▸ What to produce: From the records below, copy out exactly the lines from the one containing "TARGET = anther" to the one containing "TARGET = shadowed background", both included. Add nothing else.

______

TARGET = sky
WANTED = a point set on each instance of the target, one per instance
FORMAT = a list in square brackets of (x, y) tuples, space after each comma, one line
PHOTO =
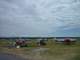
[(39, 18)]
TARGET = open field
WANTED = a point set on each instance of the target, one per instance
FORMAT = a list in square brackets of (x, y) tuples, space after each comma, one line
[(51, 51)]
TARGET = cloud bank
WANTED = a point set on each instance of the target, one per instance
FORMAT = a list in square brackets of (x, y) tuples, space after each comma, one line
[(39, 18)]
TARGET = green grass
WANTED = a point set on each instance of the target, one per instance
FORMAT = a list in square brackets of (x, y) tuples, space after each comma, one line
[(54, 52)]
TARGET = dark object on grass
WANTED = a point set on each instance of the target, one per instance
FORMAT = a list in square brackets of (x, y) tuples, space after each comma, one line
[(67, 41), (42, 43)]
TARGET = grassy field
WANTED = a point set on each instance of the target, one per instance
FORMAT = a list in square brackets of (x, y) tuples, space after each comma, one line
[(51, 51)]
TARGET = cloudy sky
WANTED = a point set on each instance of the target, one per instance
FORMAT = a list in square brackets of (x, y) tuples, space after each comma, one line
[(39, 18)]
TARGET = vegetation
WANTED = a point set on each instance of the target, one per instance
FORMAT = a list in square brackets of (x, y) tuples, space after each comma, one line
[(51, 51)]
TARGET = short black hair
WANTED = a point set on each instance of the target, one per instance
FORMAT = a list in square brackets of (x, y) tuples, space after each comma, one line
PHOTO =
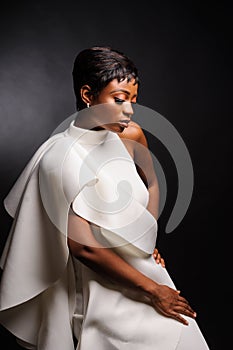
[(99, 65)]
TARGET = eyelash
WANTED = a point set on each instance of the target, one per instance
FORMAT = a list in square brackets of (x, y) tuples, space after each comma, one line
[(118, 100)]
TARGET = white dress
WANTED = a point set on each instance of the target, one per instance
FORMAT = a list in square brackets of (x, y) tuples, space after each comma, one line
[(92, 173)]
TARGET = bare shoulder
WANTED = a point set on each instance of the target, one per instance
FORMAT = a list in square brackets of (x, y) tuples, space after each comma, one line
[(133, 132)]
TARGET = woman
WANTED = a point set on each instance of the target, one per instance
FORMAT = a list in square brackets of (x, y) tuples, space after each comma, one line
[(79, 260)]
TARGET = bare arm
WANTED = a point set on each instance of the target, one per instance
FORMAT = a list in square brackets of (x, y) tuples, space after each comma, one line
[(145, 166), (107, 263)]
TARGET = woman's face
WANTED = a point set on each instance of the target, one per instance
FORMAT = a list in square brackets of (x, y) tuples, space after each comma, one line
[(114, 109)]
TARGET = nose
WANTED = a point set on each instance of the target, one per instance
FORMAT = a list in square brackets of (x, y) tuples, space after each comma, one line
[(128, 109)]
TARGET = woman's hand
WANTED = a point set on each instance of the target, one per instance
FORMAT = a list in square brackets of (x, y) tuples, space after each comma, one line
[(170, 303), (158, 258)]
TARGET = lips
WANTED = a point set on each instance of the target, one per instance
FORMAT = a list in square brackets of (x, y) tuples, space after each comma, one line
[(124, 122)]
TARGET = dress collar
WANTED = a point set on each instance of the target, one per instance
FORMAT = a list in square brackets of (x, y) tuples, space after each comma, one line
[(86, 136)]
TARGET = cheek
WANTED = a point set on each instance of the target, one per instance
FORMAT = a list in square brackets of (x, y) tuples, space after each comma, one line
[(109, 112)]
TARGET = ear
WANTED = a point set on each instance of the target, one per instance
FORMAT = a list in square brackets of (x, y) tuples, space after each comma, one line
[(85, 93)]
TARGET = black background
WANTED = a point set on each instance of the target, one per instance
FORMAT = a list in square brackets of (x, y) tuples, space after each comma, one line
[(184, 55)]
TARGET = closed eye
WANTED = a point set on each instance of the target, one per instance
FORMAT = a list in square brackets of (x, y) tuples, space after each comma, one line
[(118, 100)]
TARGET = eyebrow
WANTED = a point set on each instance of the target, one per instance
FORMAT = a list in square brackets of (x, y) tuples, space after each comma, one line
[(121, 90)]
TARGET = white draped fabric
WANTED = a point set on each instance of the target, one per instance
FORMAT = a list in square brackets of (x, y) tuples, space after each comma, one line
[(47, 296)]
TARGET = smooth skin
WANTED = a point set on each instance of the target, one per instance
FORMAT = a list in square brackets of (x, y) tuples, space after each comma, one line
[(81, 241)]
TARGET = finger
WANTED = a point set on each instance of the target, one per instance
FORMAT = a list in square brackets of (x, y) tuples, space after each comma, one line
[(181, 319), (162, 262), (155, 253), (158, 258), (185, 310)]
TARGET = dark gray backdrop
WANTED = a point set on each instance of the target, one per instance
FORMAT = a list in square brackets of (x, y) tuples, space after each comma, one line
[(184, 56)]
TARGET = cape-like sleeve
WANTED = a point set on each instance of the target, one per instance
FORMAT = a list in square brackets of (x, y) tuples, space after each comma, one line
[(37, 291)]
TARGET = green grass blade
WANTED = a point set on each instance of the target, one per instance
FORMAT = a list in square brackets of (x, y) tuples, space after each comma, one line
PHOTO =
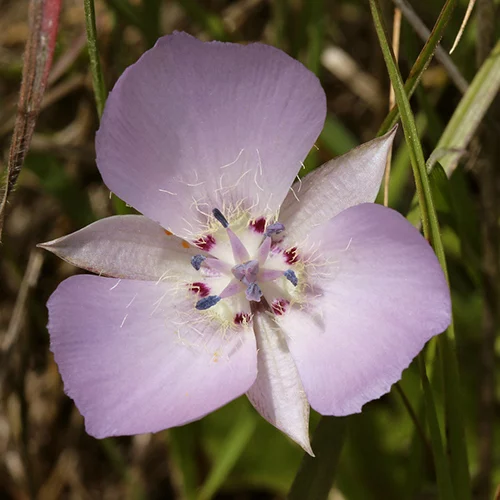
[(441, 463), (182, 443), (95, 63), (469, 113), (421, 64), (234, 445), (449, 366), (316, 474), (315, 34)]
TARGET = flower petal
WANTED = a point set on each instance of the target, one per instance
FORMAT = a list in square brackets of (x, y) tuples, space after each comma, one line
[(194, 126), (136, 357), (277, 394), (125, 246), (341, 183), (377, 295)]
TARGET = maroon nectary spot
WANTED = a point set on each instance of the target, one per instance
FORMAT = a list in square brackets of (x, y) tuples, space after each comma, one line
[(258, 225), (205, 243), (242, 318), (279, 306), (291, 255), (200, 288)]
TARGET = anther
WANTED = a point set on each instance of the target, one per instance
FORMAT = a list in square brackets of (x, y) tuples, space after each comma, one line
[(218, 215), (253, 292), (196, 261), (207, 302), (291, 277), (275, 228)]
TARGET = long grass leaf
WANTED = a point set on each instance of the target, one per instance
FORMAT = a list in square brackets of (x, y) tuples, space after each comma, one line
[(469, 113), (449, 366), (421, 64), (233, 447), (95, 63)]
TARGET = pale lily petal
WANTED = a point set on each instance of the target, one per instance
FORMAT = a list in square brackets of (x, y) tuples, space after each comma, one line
[(136, 357), (377, 295), (341, 183), (126, 246), (277, 394), (194, 126)]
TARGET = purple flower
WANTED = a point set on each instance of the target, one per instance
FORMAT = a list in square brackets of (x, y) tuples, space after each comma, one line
[(233, 282)]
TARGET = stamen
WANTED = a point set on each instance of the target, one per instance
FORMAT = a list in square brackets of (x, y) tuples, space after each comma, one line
[(197, 260), (207, 302), (275, 228), (240, 253), (253, 292), (246, 272), (263, 252), (291, 277), (218, 215)]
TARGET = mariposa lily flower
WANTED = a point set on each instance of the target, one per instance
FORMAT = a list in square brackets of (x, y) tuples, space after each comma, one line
[(233, 281)]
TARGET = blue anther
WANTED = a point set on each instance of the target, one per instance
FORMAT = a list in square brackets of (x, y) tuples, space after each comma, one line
[(196, 261), (275, 228), (218, 215), (291, 277), (253, 292), (207, 302)]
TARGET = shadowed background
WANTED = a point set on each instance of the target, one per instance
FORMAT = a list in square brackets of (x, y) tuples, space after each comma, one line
[(233, 453)]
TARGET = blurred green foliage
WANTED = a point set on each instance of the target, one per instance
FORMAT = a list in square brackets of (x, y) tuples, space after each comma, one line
[(234, 453)]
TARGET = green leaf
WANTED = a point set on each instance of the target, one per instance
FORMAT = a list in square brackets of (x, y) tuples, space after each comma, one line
[(421, 63), (95, 64), (231, 450), (469, 113), (448, 362), (316, 474)]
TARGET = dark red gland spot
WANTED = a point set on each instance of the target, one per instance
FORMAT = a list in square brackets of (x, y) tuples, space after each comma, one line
[(291, 255), (242, 318), (279, 306), (258, 225), (200, 288), (205, 242)]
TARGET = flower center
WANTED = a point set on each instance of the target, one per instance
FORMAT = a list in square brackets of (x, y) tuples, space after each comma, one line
[(250, 263)]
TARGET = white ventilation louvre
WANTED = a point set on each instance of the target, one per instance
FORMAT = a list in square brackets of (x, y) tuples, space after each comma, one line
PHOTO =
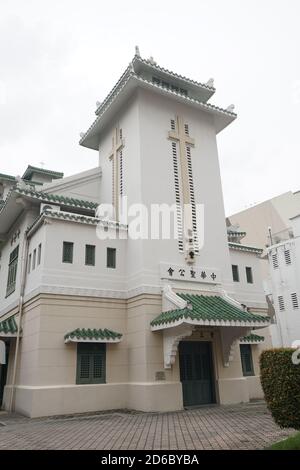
[(281, 302), (295, 300), (192, 195), (287, 257), (275, 261), (121, 174), (177, 194)]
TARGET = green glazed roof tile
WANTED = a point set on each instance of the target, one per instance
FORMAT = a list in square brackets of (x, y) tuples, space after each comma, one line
[(68, 201), (34, 169), (252, 338), (85, 334), (8, 327), (208, 308)]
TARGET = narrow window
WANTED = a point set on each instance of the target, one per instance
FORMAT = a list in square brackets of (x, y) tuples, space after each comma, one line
[(177, 193), (246, 359), (295, 302), (12, 271), (91, 363), (90, 255), (275, 261), (235, 273), (249, 275), (111, 258), (39, 253), (67, 252), (33, 259), (281, 302), (287, 257)]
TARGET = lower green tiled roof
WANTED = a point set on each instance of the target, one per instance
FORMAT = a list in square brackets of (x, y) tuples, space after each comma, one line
[(9, 327), (64, 200), (93, 335), (252, 338), (209, 310)]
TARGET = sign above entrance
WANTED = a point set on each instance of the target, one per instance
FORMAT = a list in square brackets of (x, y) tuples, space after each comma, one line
[(188, 273)]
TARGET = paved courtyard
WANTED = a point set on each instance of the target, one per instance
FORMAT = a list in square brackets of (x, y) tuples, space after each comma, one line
[(245, 426)]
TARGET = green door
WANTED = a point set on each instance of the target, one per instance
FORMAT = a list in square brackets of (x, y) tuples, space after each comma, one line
[(196, 372)]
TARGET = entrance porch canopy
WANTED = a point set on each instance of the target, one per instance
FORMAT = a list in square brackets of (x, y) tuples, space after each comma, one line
[(234, 321)]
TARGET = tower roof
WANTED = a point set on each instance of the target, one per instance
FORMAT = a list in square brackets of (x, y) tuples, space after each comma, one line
[(147, 74)]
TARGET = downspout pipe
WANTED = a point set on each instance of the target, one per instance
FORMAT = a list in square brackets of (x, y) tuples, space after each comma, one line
[(20, 312)]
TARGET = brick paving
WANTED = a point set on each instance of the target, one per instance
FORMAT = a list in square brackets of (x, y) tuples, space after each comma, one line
[(244, 426)]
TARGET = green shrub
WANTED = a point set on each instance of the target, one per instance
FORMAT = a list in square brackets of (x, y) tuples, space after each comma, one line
[(280, 380)]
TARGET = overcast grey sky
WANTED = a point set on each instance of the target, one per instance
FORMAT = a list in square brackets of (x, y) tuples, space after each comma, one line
[(58, 57)]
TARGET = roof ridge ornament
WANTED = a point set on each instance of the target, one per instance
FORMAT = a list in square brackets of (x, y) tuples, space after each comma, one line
[(152, 61), (230, 108), (210, 83)]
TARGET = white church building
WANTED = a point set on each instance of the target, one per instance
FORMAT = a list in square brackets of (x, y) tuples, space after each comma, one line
[(90, 323)]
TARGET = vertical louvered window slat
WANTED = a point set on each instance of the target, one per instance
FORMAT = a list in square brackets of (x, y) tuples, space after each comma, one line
[(281, 302), (287, 257), (177, 192), (91, 363), (235, 273), (111, 257), (68, 252), (275, 261), (90, 251), (12, 271), (295, 302), (39, 254)]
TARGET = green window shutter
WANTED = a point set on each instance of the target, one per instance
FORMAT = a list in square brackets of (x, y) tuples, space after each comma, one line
[(90, 255), (84, 369), (67, 252), (246, 359), (91, 363)]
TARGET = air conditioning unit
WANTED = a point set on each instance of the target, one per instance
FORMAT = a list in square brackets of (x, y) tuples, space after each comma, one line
[(49, 207)]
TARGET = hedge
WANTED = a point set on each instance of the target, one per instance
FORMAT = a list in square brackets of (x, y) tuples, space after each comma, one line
[(280, 380)]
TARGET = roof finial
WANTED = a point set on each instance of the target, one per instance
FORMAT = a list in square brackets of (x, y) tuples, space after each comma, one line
[(210, 83), (230, 108), (151, 60)]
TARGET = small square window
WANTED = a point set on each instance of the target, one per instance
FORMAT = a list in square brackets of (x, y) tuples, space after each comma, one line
[(111, 258), (67, 252), (90, 251)]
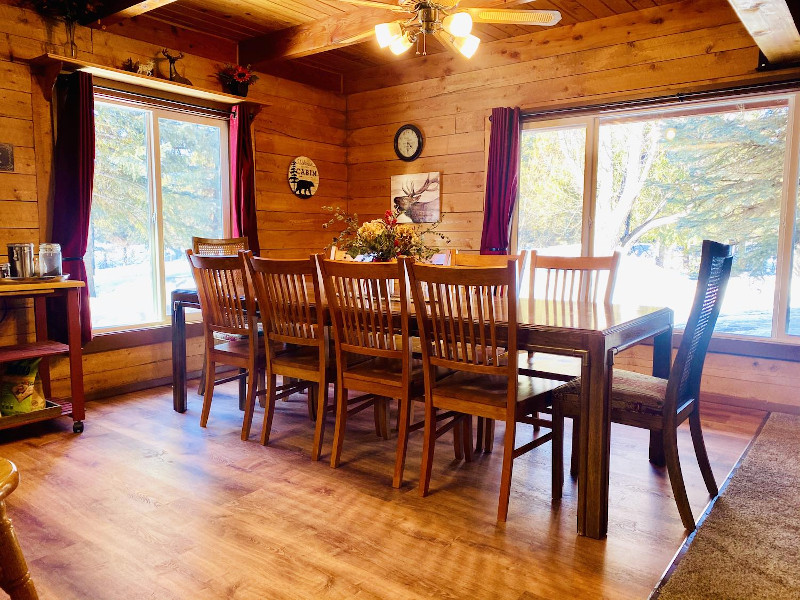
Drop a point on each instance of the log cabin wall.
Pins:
(297, 120)
(672, 48)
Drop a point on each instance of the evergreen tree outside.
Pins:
(663, 185)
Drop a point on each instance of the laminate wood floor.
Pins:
(146, 504)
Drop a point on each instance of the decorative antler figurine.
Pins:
(173, 72)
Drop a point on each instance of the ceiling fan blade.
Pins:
(445, 4)
(374, 4)
(514, 17)
(354, 39)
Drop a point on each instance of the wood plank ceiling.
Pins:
(253, 25)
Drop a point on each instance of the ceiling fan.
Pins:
(449, 24)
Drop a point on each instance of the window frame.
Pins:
(592, 121)
(155, 112)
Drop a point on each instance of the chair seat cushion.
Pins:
(630, 392)
(239, 348)
(383, 370)
(491, 390)
(305, 357)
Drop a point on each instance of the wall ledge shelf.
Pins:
(48, 66)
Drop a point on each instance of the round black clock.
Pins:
(408, 143)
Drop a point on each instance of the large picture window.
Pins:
(161, 177)
(654, 183)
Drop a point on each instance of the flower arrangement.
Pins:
(237, 77)
(68, 12)
(383, 239)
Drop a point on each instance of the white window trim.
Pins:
(155, 197)
(789, 193)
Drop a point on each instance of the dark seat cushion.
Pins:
(630, 392)
(492, 389)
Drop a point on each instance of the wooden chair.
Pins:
(462, 331)
(567, 279)
(661, 405)
(15, 579)
(336, 254)
(573, 278)
(220, 247)
(228, 307)
(295, 337)
(490, 260)
(443, 257)
(485, 433)
(373, 352)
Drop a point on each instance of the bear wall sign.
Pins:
(303, 177)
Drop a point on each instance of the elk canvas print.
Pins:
(416, 196)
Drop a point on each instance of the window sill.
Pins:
(132, 338)
(757, 348)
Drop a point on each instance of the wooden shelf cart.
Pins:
(44, 347)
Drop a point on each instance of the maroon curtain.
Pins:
(243, 187)
(502, 177)
(73, 172)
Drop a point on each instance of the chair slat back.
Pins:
(573, 278)
(288, 296)
(684, 380)
(489, 260)
(443, 257)
(465, 323)
(359, 300)
(219, 246)
(337, 254)
(226, 300)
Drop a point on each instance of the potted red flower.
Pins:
(237, 79)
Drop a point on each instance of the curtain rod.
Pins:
(188, 107)
(677, 98)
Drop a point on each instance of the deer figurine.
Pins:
(173, 72)
(406, 204)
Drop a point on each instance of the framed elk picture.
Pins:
(416, 196)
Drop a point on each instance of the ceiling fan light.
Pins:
(467, 45)
(400, 45)
(459, 24)
(386, 33)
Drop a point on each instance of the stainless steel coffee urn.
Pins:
(20, 257)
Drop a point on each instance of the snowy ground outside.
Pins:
(124, 295)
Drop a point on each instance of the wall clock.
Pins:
(408, 143)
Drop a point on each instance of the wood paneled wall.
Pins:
(297, 119)
(656, 51)
(653, 52)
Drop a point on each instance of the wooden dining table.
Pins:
(593, 332)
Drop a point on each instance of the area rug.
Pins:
(748, 545)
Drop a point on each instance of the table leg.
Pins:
(179, 391)
(595, 436)
(662, 359)
(40, 315)
(75, 358)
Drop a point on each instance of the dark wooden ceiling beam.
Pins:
(311, 38)
(115, 11)
(327, 34)
(773, 26)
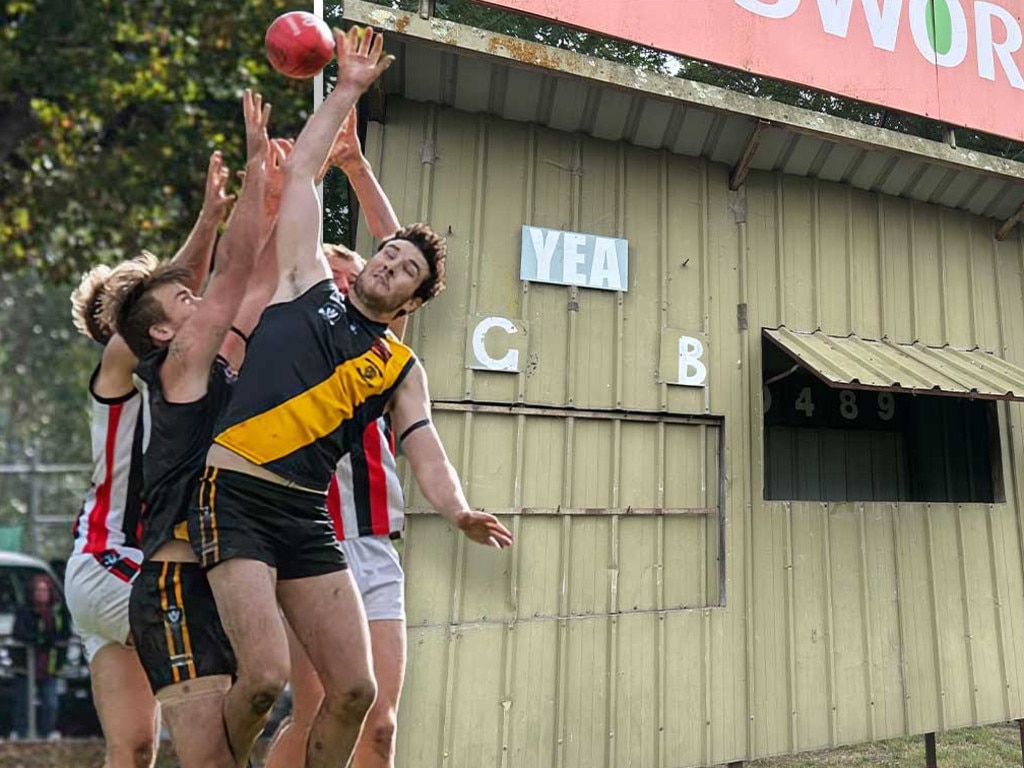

______

▸ Written response:
TARGET = anther
WANTED = a point set on each instance of the target, one per instance
FORMAT = a list in square brackets of (x, y) tuples, space after each comma, one line
[(218, 215), (253, 292), (196, 261), (207, 302), (291, 277), (275, 228)]
TARGET = long grass leaf
WANTED = a point set on each instance of the target, one per instance
FORMAT = a list in square brackets of (x, y) tuples, space after each comma, one line
[(469, 113), (449, 366), (421, 64), (233, 447), (95, 63)]
TARGET = pale lily petal
WANTED = a point set on each instance of the target, one per instance
FORMAT = a list in square brackets of (x, y) tuples, space after each comma, one line
[(136, 357), (377, 295), (341, 183), (126, 246), (277, 394), (194, 126)]
TARGET = purple flower
WANTED = a point set on each instance of the target, one per instance
FORMAT = a list in square brackets of (x, y) tuples, space after each comma, one line
[(233, 282)]
TARGET = stamen
WANTED = a point set on each instance of the target, one per instance
FORMAT = a list in square brackets of (x, y) tuples, space after each comma, one line
[(197, 260), (207, 302), (275, 228), (240, 253), (253, 292), (246, 272), (263, 252), (291, 277), (218, 215)]
TARGET = mariposa lily flower
WANTED = a point set on each instance of the target, one per instance
FORMAT = a list in square brackets of (x, y) tuples, space after each comma, one line
[(233, 281)]
TARGET = blue anther
WANTED = a point set on each instance of the target, one per instance
FORMAT = a list in square brackets of (x, y) tuples, space after each comma, one line
[(196, 261), (275, 228), (218, 215), (291, 277), (253, 292), (207, 302)]
TARGET = shadowed background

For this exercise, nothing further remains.